Source =>

According to Jake Fischer of Bleacher Report, five teams have shown interest in pursuing Ben Simmons from the Philadelphia 76ers. Fischer reported, “Cleveland, Indiana, Minnesota, Sacramento, and Toronto all showed interest in acquiring the runner-up for Defensive Player of the Year.” Furthermore, the teams are wanting Simmons to change position from point guard to forward. “Multiple executives from those teams, when contacted by Bleacher Report, mentioned their excitement at incorporating Simmons as a play-making forward—not at the point guard position he’s played in Philadelphia.” The six-foot-eleven guard averaged 14.3 points, 7.2 rebounds, and 6.9 assists in the 2020-21 NBA season. This might sound fine for a young rookie, but as a five-year player, these aforementioned statistics were career lows.

However, the 25-year-old also earned his third NBA All-Star selection and second All-Defensive first-team selection last season. After a less than mediocre performance in his third postseason of his NBA career, the majority of 76ers’ fans would agree that it’s now time for Simmons to have a change in scenery. With a regular season record of 49-23 (.681), the No. 1 ranked 76ers in the Eastern Conference entered the conference semifinals as favorites over the Atlanta Hawks. Leading into this series, some NBA analysts were predicting Philadelphia to prevail four games to two. The 2016 first overall pick was expected to limit Trae Young in scoring and rally his team from point deficits, but none of this ever manifested.

Pertaining to postseason averages, Simmons had a playoff series-low of 9.9 points and 6.3 rebounds per game in the conference semifinals against the Hawks. This lackluster showing proved to be a more significant downfall for the superstar, considering Simmons had only five points, eight rebounds, and 13 assists in Game 7 versus the Hawks. In the 2019-20 season, he averaged 2.1 steals per game, leading all other players in the league. Moreover, Simmons currently ranks sixth in the NBA for active player triple-doubles (32). With a total of 32 career triple-doubles, he ranks 13th on the all-time list, tied with Clippers’ guard Rajon Rondo.

On July 16, 2019, Simmons signed a five-year, $169.65 million contract extension with the 76ers. He is set to earn $30.5 million in the 2021-22 season. Among these teams interested in Simmons, Cavs’ Kevin Love has the fourth largest contract guarantee of $91.4 million. Love is due to earn $31.3 million next season, and the 13-year veteran’s contract consumes 26 percent of the team’s salary cap. He could be traded this offseason. Timberwolves’ Karl-Anthony Towns has a contract guarantee of $130.8 million. The 25-year-old Wolves center will earn $31.6 million in the upcoming season.

Plus, Kings’ 2017 first-round pick De’Aaron Fox has a guaranteed contract of $171.1 million. Fox will earn $28.1 million next season. To add to that, Raptors’ Pascal Siakim has a contract guarantee of $131.4 million. Not to mention, reported by Yahoo Sports via trade rumors yesterday, the Golden State Warriors are a potential trade partner for Toronto. The Warriors could make a move on Siakim, clearing up space on the Raptors for Simmons. Per Spotrac, the 2021-22 season cap maximum is $112,414,000. In the coming weeks, one of these said five teams might make a substantial trade offer to the 76ers’ organization that they cannot refuse.

Information supplied =>
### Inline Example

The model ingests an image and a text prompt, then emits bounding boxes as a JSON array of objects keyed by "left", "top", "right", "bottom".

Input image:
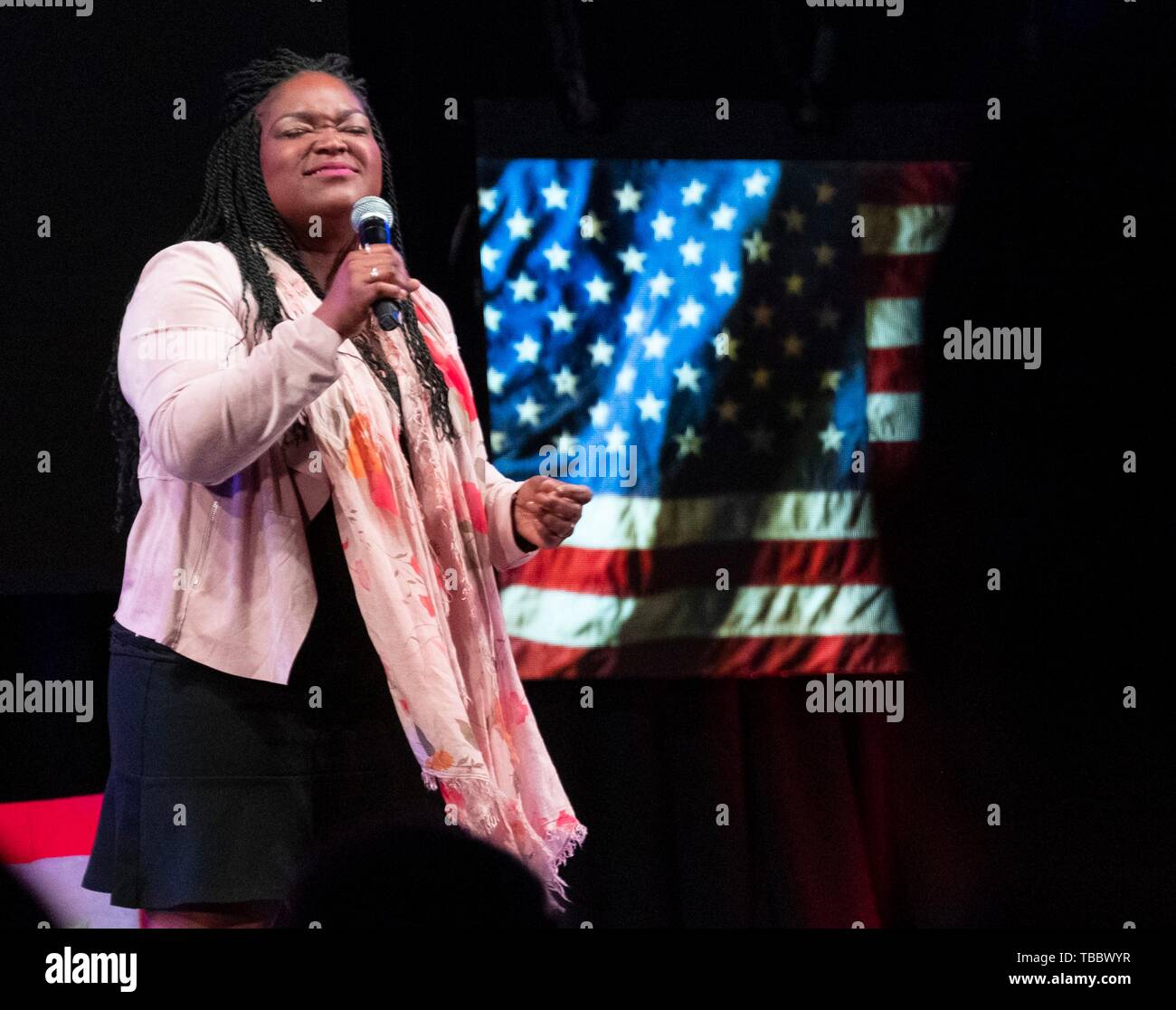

To do =>
In the text about teams interested in Ben Simmons, how much is Simmons set to earn in the 2021-22 season?

Problem solution =>
$30.5 million